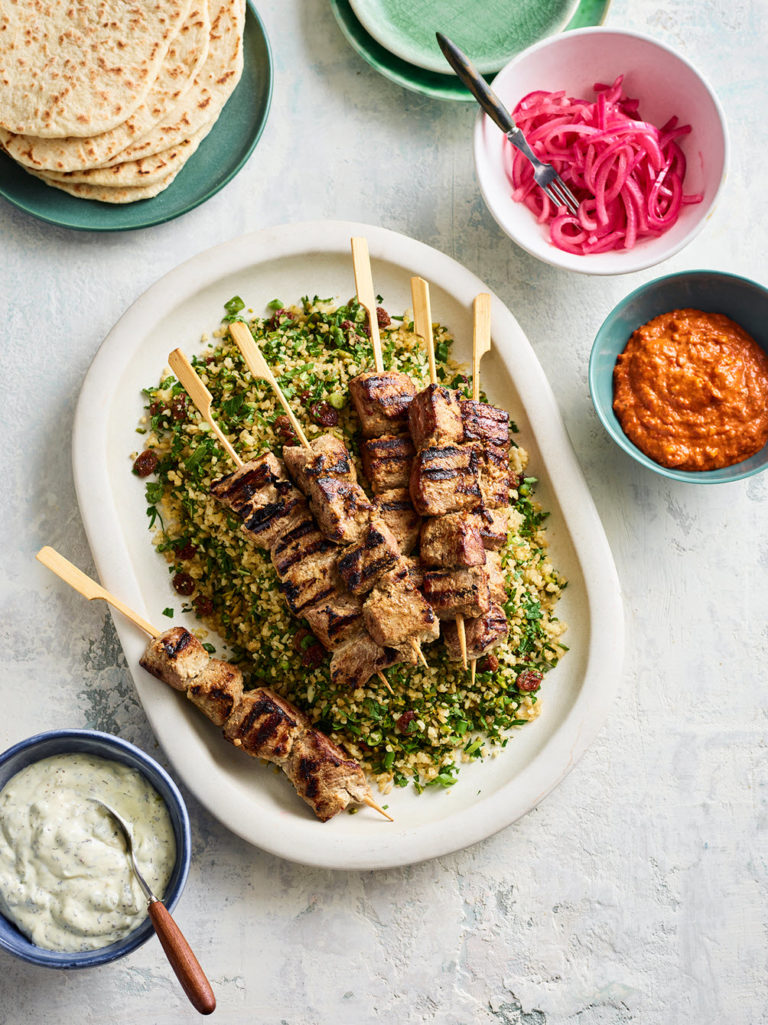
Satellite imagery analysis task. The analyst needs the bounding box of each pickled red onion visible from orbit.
[504,75,703,255]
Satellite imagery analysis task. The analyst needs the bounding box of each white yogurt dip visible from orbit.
[0,753,176,952]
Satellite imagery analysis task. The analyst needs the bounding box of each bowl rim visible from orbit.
[587,268,768,484]
[0,728,192,969]
[473,25,731,277]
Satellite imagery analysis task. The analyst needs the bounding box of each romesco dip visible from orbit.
[613,310,768,470]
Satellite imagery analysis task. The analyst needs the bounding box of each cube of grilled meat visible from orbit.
[280,548,337,618]
[330,625,416,690]
[337,516,400,595]
[210,452,293,520]
[373,488,421,556]
[459,399,510,449]
[224,687,368,822]
[363,562,440,646]
[350,370,416,438]
[285,730,368,822]
[423,566,491,619]
[224,687,312,766]
[410,445,483,516]
[241,483,312,551]
[187,658,243,726]
[408,384,464,452]
[476,445,512,508]
[443,604,510,662]
[475,505,510,551]
[485,551,509,605]
[309,477,373,544]
[360,435,415,494]
[403,556,425,593]
[271,510,333,580]
[419,513,485,569]
[304,587,363,651]
[283,434,357,494]
[138,626,210,691]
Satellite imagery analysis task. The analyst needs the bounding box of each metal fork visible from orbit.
[436,32,578,216]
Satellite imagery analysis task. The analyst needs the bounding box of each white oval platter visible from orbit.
[73,221,623,869]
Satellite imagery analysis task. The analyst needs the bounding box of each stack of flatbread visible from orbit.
[0,0,245,203]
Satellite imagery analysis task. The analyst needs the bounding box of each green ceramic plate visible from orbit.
[350,0,578,75]
[0,0,272,232]
[330,0,610,103]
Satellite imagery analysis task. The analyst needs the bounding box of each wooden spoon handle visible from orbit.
[411,278,438,384]
[230,321,312,452]
[472,292,491,402]
[35,544,160,638]
[351,237,383,374]
[147,900,216,1015]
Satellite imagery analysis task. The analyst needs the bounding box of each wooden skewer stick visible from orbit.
[472,292,491,687]
[352,238,383,374]
[35,545,395,822]
[35,544,160,638]
[168,349,243,466]
[411,278,468,669]
[230,321,312,452]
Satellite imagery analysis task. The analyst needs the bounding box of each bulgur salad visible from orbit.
[131,296,567,792]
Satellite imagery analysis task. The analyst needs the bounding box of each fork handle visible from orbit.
[147,899,216,1015]
[435,32,517,132]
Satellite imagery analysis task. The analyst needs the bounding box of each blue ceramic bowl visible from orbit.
[590,271,768,484]
[0,730,192,968]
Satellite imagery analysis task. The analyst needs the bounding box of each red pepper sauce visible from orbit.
[613,310,768,470]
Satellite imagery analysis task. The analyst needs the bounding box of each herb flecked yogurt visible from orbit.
[0,753,176,953]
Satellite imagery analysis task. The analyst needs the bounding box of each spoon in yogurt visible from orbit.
[91,798,216,1015]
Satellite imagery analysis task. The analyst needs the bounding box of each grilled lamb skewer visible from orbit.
[37,546,392,822]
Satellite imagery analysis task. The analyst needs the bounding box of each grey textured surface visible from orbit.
[0,0,768,1025]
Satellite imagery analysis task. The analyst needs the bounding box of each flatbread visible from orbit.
[0,0,192,138]
[106,0,245,166]
[29,171,178,203]
[45,122,213,189]
[0,0,210,173]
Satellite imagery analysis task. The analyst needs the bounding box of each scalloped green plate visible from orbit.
[330,0,610,103]
[350,0,578,75]
[0,0,273,232]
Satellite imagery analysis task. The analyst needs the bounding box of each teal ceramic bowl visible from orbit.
[590,271,768,484]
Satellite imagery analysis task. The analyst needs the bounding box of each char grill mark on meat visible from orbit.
[283,434,357,494]
[350,370,416,438]
[187,658,243,726]
[423,566,490,619]
[419,513,485,567]
[304,588,363,651]
[360,435,415,494]
[330,625,415,690]
[363,560,440,646]
[272,520,333,580]
[309,477,373,544]
[373,488,421,556]
[280,549,336,619]
[338,517,400,595]
[286,730,368,822]
[408,384,464,452]
[139,626,210,691]
[459,399,510,448]
[140,626,368,822]
[410,445,483,516]
[443,603,510,662]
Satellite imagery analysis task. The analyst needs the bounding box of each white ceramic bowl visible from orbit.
[475,28,728,275]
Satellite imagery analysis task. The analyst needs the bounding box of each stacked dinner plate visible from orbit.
[330,0,609,99]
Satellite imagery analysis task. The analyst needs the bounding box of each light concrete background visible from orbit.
[0,0,768,1025]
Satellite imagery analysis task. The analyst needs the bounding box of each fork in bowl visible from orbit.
[436,32,578,216]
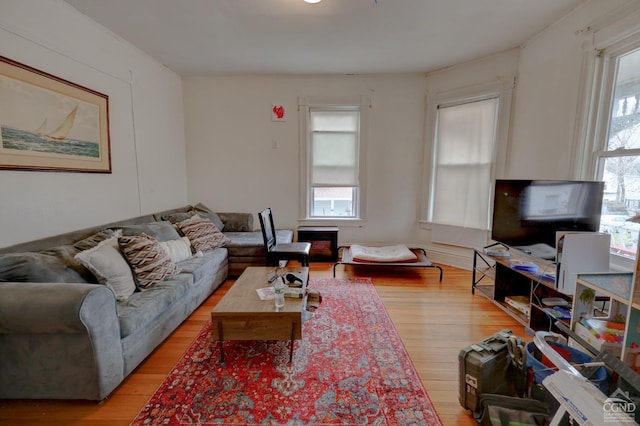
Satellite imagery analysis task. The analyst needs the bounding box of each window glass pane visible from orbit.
[311,133,358,186]
[607,49,640,151]
[311,111,359,132]
[598,46,640,259]
[311,188,355,217]
[600,156,640,258]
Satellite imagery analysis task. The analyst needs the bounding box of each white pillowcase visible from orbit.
[75,229,136,301]
[159,237,191,263]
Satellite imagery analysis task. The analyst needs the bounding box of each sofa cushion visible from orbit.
[176,215,229,251]
[160,211,196,224]
[0,245,97,283]
[118,233,180,288]
[178,247,227,285]
[158,237,193,263]
[118,221,181,241]
[75,231,136,300]
[116,274,193,338]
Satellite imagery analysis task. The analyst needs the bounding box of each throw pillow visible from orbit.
[160,212,195,223]
[118,233,180,288]
[158,237,191,263]
[75,231,136,301]
[119,222,181,241]
[176,215,231,251]
[73,229,116,251]
[193,203,224,231]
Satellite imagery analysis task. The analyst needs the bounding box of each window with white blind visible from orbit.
[300,99,366,219]
[421,78,515,247]
[432,98,498,230]
[585,40,640,266]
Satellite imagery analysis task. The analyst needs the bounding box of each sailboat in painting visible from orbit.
[0,105,100,158]
[33,118,47,136]
[46,105,78,141]
[33,105,78,141]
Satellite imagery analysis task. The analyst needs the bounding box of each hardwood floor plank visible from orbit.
[0,263,530,426]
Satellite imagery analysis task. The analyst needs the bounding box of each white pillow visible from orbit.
[75,229,136,301]
[159,237,191,263]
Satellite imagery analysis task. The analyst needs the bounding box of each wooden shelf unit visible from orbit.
[471,249,572,331]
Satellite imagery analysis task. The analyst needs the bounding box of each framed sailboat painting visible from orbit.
[0,56,111,173]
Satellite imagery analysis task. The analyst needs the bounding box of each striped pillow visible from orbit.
[118,233,180,288]
[176,215,231,251]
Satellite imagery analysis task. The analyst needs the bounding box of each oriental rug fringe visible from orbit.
[132,278,442,426]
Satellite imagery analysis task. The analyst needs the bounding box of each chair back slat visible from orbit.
[258,208,276,251]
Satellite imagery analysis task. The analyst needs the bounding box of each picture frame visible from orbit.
[0,56,111,173]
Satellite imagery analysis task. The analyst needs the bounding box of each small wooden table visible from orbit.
[211,266,309,362]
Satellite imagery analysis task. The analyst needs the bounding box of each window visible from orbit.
[300,98,369,219]
[594,43,640,259]
[432,97,498,230]
[422,78,514,247]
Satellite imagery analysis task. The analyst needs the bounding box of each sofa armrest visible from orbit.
[0,282,124,400]
[216,212,253,232]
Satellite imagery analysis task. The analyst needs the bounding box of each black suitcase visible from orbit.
[458,329,516,411]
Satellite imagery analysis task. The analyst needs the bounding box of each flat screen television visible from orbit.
[491,179,604,253]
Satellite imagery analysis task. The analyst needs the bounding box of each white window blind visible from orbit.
[309,109,359,187]
[431,97,498,242]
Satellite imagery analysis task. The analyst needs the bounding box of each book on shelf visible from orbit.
[574,318,624,357]
[509,259,539,273]
[542,306,571,320]
[504,295,531,318]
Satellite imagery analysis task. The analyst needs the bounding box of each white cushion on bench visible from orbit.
[350,244,418,262]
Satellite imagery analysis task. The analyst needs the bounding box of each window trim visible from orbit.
[298,95,372,226]
[572,16,640,270]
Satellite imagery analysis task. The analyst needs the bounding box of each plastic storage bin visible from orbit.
[526,342,608,395]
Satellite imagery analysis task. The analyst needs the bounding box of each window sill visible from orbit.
[298,217,366,228]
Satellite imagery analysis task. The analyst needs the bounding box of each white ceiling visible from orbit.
[65,0,587,76]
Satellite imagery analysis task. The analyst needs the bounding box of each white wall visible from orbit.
[0,0,187,246]
[507,0,640,179]
[183,74,425,243]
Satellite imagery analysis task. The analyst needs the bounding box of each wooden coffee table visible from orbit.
[211,266,309,362]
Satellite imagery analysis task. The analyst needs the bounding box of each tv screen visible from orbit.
[491,179,604,247]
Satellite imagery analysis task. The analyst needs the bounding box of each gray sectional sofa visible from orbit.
[0,205,293,400]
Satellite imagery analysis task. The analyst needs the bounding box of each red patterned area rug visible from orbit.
[132,278,442,425]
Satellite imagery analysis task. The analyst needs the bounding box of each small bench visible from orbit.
[333,246,442,282]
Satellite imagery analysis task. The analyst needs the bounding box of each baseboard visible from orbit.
[422,245,473,271]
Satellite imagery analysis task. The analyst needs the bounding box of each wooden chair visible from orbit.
[258,208,311,266]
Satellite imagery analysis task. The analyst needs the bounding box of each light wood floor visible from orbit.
[0,263,527,426]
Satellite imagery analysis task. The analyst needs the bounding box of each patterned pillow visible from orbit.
[75,231,136,301]
[176,215,231,251]
[118,233,180,288]
[158,237,192,263]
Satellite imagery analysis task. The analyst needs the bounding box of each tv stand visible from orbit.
[471,245,572,331]
[513,243,556,260]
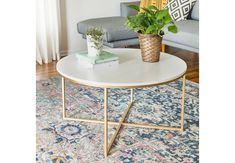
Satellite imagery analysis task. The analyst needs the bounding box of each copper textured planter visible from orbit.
[139,34,162,62]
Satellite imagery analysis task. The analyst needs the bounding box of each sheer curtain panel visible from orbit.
[36,0,61,64]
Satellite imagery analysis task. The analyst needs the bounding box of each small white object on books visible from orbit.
[77,51,119,69]
[78,60,119,69]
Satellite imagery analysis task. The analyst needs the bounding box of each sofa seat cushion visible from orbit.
[191,0,199,20]
[163,20,199,49]
[77,16,138,42]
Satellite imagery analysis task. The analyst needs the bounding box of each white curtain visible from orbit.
[36,0,61,64]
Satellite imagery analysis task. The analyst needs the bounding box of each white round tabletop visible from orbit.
[56,48,187,88]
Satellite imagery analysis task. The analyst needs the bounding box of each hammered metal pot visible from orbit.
[139,34,162,62]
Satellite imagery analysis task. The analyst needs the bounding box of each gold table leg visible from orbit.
[61,77,66,120]
[180,75,186,132]
[61,75,186,158]
[104,88,108,158]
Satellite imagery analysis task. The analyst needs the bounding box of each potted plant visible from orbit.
[126,5,177,62]
[86,27,104,57]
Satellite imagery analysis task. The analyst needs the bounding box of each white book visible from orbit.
[78,60,119,69]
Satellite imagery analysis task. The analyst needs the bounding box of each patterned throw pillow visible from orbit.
[167,0,196,21]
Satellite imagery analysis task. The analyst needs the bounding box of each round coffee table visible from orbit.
[56,48,187,157]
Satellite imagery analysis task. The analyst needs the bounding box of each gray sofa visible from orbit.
[77,0,199,53]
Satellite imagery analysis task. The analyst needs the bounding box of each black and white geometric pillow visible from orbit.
[167,0,196,21]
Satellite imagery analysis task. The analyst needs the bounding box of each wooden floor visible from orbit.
[36,47,199,83]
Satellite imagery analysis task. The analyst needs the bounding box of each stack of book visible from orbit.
[77,51,119,69]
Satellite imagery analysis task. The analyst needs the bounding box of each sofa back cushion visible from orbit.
[120,1,140,17]
[191,0,199,20]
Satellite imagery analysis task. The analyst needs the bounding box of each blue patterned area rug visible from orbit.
[36,77,199,163]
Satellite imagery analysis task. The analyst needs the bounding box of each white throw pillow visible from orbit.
[167,0,196,21]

----

• STATED PROBLEM
Please recast the records from the line with "books visible from orbit." to the line with "[56,48,187,157]", both lines included, as a two-column CSV with the columns text and answer. Give one row per record, put each field in quotes, and replace line breaks within a field with spaces.

• RESPONSE TO THE TASK
text,answer
"Satellite imagery analysis task. The analyst needs the bounding box of each small white object on books visible from orbit.","[77,51,119,69] [78,60,119,69]"
"Satellite imagery analysis task. The analyst needs the bounding box of each sofa seat cushion visible from orbit.","[191,0,199,20] [163,20,199,49] [77,16,138,42]"
"Satellite imagery analysis task. The analyst needs the bounding box of each white curtain visible from orbit.","[36,0,61,64]"
"Satellite imagery analysis task. The analyst needs the bounding box of each white round tabletop visible from orbit.","[56,48,187,88]"
"Satellite imagery analysis task. The analyst needs the bounding box of each hammered metal pot visible from orbit.","[139,34,162,62]"
"Satellite imagery analysis task. The analyst needs the bounding box of each gold table leg visible from orbit.","[61,77,66,120] [180,75,186,132] [61,75,186,158] [104,88,108,158]"
"Satellite imagery analysis task. The analyst needs the bounding box of each potted plant visible from orbit.","[126,5,177,62] [86,27,104,57]"
"Satellite imagery analysis task. The analyst needs the bounding box of each white book visible from orbit.","[78,60,119,69]"
"Satellite imagery analysis task. The analyst needs the bounding box of each patterned throw pillow visible from orbit.","[167,0,196,21]"
"Satellite imagery analysis task. The analyst needs the bounding box of each round coffee table visible from orbit.","[56,48,187,157]"